▼

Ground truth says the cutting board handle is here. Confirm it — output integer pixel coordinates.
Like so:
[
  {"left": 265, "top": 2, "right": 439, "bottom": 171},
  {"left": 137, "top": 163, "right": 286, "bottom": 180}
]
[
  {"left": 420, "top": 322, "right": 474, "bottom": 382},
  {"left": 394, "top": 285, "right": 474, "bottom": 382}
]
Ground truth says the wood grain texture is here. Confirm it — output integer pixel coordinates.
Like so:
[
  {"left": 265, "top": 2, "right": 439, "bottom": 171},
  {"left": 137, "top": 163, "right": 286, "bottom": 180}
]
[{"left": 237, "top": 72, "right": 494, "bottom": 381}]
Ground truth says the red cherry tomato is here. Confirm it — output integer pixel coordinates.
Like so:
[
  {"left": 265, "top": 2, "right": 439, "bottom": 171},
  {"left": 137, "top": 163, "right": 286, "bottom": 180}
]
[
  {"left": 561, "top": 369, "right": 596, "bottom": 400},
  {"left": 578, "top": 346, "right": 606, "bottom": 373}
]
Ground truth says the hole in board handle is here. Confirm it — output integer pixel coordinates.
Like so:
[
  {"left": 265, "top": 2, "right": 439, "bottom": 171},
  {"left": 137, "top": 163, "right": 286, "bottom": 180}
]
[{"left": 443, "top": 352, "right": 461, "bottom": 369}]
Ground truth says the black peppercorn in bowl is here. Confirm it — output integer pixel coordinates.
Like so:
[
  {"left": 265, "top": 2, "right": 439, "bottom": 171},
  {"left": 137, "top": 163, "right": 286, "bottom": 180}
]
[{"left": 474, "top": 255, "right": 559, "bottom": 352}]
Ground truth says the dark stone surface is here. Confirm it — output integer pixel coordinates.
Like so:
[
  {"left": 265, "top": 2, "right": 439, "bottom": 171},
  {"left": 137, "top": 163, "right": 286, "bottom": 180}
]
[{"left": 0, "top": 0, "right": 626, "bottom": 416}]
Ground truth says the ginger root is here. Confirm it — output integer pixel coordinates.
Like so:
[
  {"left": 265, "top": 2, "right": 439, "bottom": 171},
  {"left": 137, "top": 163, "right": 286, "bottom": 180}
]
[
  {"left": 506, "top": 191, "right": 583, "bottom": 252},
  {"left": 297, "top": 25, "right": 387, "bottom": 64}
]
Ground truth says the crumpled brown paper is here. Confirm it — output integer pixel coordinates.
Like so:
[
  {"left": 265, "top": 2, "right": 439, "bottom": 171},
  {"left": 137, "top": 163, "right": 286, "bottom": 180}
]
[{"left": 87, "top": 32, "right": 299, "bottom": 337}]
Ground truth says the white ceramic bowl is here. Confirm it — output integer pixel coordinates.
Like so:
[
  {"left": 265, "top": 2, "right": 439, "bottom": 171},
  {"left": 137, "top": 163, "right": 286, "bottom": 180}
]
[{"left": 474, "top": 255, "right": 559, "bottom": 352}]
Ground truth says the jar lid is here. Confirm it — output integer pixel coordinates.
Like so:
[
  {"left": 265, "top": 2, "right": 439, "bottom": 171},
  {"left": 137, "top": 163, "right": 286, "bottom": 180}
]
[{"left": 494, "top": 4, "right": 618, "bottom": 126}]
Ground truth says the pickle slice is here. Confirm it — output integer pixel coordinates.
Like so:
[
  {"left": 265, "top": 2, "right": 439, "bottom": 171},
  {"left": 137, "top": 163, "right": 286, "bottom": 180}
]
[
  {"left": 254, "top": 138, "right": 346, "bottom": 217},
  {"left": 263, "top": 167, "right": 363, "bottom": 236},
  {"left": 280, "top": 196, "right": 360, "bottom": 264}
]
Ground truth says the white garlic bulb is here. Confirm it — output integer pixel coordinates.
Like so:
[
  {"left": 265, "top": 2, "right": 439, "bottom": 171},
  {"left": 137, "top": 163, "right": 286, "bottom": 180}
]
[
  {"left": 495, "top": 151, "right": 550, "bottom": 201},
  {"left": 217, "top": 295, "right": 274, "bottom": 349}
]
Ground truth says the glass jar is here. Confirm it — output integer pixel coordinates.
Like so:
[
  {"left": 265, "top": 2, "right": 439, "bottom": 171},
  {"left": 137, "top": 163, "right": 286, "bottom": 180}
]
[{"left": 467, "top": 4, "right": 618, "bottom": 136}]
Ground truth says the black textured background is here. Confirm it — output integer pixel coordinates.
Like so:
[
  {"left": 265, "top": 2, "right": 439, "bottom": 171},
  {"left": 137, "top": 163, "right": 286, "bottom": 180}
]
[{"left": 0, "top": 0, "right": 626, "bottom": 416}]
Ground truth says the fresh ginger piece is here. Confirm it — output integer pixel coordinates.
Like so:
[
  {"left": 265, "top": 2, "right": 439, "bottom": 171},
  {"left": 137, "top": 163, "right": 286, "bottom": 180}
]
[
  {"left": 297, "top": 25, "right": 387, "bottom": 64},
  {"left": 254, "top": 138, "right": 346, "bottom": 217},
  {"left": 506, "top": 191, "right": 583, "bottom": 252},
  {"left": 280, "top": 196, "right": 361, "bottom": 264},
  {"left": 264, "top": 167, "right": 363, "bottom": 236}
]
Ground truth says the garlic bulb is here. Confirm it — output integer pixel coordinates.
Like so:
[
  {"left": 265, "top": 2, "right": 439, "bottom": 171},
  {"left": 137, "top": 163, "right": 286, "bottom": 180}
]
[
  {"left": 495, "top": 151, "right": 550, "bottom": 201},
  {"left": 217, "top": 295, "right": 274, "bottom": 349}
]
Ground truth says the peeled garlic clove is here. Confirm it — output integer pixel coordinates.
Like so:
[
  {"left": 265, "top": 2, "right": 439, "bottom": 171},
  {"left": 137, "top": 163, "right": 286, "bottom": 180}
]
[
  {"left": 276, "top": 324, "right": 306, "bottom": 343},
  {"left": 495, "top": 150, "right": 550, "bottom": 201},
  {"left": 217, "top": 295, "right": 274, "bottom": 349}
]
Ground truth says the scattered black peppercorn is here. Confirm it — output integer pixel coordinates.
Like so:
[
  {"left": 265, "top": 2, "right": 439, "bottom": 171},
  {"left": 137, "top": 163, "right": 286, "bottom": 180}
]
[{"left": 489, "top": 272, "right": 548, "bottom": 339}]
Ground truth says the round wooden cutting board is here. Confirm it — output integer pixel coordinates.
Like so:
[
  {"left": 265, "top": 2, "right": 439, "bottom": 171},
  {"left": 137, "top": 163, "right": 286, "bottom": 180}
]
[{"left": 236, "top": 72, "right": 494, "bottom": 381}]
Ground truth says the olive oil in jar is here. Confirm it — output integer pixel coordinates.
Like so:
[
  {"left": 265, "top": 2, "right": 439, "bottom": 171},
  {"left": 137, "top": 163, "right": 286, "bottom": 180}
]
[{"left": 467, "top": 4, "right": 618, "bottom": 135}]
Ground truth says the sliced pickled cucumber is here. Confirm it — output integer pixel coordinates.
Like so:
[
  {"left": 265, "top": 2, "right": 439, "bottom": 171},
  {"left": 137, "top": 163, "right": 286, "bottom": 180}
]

▲

**Task directions**
Would you write down every record again, exactly?

**Response below**
Ground truth says the cutting board handle is here. Confirm it — output integer pixel coordinates.
Like so:
[
  {"left": 265, "top": 2, "right": 439, "bottom": 171},
  {"left": 137, "top": 163, "right": 286, "bottom": 180}
]
[
  {"left": 420, "top": 322, "right": 474, "bottom": 382},
  {"left": 394, "top": 285, "right": 474, "bottom": 382}
]
Ground truth says the wood grain texture is here. Confirm it — output integer pixel coordinates.
Like so:
[
  {"left": 265, "top": 2, "right": 439, "bottom": 171},
  {"left": 137, "top": 163, "right": 286, "bottom": 180}
]
[{"left": 237, "top": 72, "right": 494, "bottom": 381}]
Ground truth says the red cherry tomato is here. Confirm it — output integer pixel coordinates.
Like so:
[
  {"left": 265, "top": 2, "right": 439, "bottom": 171},
  {"left": 137, "top": 163, "right": 286, "bottom": 180}
]
[
  {"left": 561, "top": 369, "right": 596, "bottom": 400},
  {"left": 578, "top": 346, "right": 606, "bottom": 373}
]
Ground truth says the hole in board handle is here. Confirm it — output integer pixel coordinates.
Like so:
[
  {"left": 265, "top": 2, "right": 439, "bottom": 171},
  {"left": 137, "top": 163, "right": 286, "bottom": 180}
]
[{"left": 443, "top": 352, "right": 461, "bottom": 369}]
Ground truth says the black peppercorn in bowl is here. Confirm it — output integer pixel coordinates.
Like so:
[
  {"left": 265, "top": 2, "right": 439, "bottom": 171},
  {"left": 137, "top": 163, "right": 286, "bottom": 180}
]
[{"left": 474, "top": 255, "right": 559, "bottom": 352}]
Ground truth says the dark stone surface is here. Confirm it — output integer pixel coordinates.
Like so:
[
  {"left": 265, "top": 2, "right": 439, "bottom": 171},
  {"left": 137, "top": 163, "right": 286, "bottom": 180}
]
[{"left": 0, "top": 0, "right": 626, "bottom": 416}]
Ground truth says the ginger root is here. Confirm it — output integer pixel coordinates.
Like so:
[
  {"left": 265, "top": 2, "right": 439, "bottom": 171},
  {"left": 137, "top": 163, "right": 286, "bottom": 180}
]
[
  {"left": 506, "top": 191, "right": 583, "bottom": 252},
  {"left": 297, "top": 25, "right": 387, "bottom": 64}
]
Ground truth says the crumpled brown paper is here. Confirm it — output integer pixel coordinates.
Like so:
[
  {"left": 265, "top": 2, "right": 439, "bottom": 171},
  {"left": 137, "top": 163, "right": 286, "bottom": 180}
]
[{"left": 87, "top": 32, "right": 299, "bottom": 337}]
Ground truth says the white ceramic bowl is here. Confirm it — output integer pixel coordinates.
Like so:
[
  {"left": 265, "top": 2, "right": 439, "bottom": 171},
  {"left": 137, "top": 163, "right": 286, "bottom": 180}
]
[{"left": 474, "top": 255, "right": 559, "bottom": 352}]
Ground truth says the jar lid is here. Confirm it — output integer pixel coordinates.
Like so:
[
  {"left": 265, "top": 2, "right": 439, "bottom": 171},
  {"left": 137, "top": 163, "right": 286, "bottom": 180}
]
[{"left": 494, "top": 4, "right": 618, "bottom": 126}]
Ground truth says the pickle slice is here. Confirm it — output integer pixel coordinates.
Like so:
[
  {"left": 265, "top": 2, "right": 439, "bottom": 171},
  {"left": 137, "top": 163, "right": 286, "bottom": 180}
]
[
  {"left": 254, "top": 138, "right": 346, "bottom": 217},
  {"left": 263, "top": 167, "right": 363, "bottom": 236},
  {"left": 280, "top": 196, "right": 360, "bottom": 264}
]
Ground truth says the white garlic bulb is here. Confirm it — output integer pixel coordinates.
Like so:
[
  {"left": 265, "top": 2, "right": 439, "bottom": 171},
  {"left": 137, "top": 163, "right": 286, "bottom": 180}
]
[
  {"left": 495, "top": 151, "right": 550, "bottom": 201},
  {"left": 217, "top": 295, "right": 274, "bottom": 349}
]
Ground truth says the glass jar is here. Confirm it — output integer pixel coordinates.
Like so:
[
  {"left": 265, "top": 2, "right": 439, "bottom": 171},
  {"left": 137, "top": 163, "right": 286, "bottom": 180}
]
[{"left": 467, "top": 4, "right": 618, "bottom": 136}]
Ground truth says the black textured background is here. Confirm it — output integer pixel coordinates.
Like so:
[
  {"left": 265, "top": 2, "right": 439, "bottom": 171},
  {"left": 137, "top": 163, "right": 286, "bottom": 180}
]
[{"left": 0, "top": 0, "right": 626, "bottom": 416}]
Ground truth says the fresh ginger piece is here. Confirm it — output integer pixel coordinates.
Like so:
[
  {"left": 265, "top": 2, "right": 439, "bottom": 171},
  {"left": 137, "top": 163, "right": 286, "bottom": 180}
]
[
  {"left": 297, "top": 25, "right": 387, "bottom": 64},
  {"left": 254, "top": 138, "right": 346, "bottom": 217},
  {"left": 506, "top": 191, "right": 583, "bottom": 252},
  {"left": 280, "top": 196, "right": 361, "bottom": 264},
  {"left": 264, "top": 167, "right": 363, "bottom": 236}
]
Ground truth says the garlic bulb is here. Confirm it — output integer pixel coordinates.
Like so:
[
  {"left": 265, "top": 2, "right": 439, "bottom": 171},
  {"left": 137, "top": 163, "right": 286, "bottom": 180}
]
[
  {"left": 495, "top": 151, "right": 550, "bottom": 201},
  {"left": 217, "top": 295, "right": 274, "bottom": 349}
]
Ground truth says the peeled garlic clove is here. Confirm it — output integer pixel coordinates.
Like so:
[
  {"left": 265, "top": 2, "right": 439, "bottom": 171},
  {"left": 137, "top": 163, "right": 286, "bottom": 180}
]
[
  {"left": 276, "top": 324, "right": 306, "bottom": 343},
  {"left": 495, "top": 150, "right": 550, "bottom": 201},
  {"left": 217, "top": 295, "right": 274, "bottom": 349}
]
Ground truth says the scattered black peppercorn is here. Confirm it — output integer pixel coordinates.
Like so:
[
  {"left": 265, "top": 2, "right": 439, "bottom": 171},
  {"left": 137, "top": 163, "right": 286, "bottom": 180}
]
[{"left": 489, "top": 272, "right": 548, "bottom": 339}]
Ground truth says the round wooden cutting board is here. Confirm it — output integer pixel coordinates.
Like so:
[
  {"left": 265, "top": 2, "right": 439, "bottom": 171},
  {"left": 137, "top": 163, "right": 286, "bottom": 180}
]
[{"left": 236, "top": 72, "right": 494, "bottom": 381}]
Ground truth says the olive oil in jar is here. Confirm it — output integer pixel coordinates.
Like so:
[
  {"left": 265, "top": 2, "right": 439, "bottom": 171},
  {"left": 137, "top": 163, "right": 286, "bottom": 180}
]
[{"left": 467, "top": 4, "right": 618, "bottom": 135}]
Ground truth says the sliced pickled cucumber is here. Confirm it — output integer pixel coordinates.
Like so:
[
  {"left": 265, "top": 2, "right": 439, "bottom": 171},
  {"left": 137, "top": 163, "right": 286, "bottom": 180}
]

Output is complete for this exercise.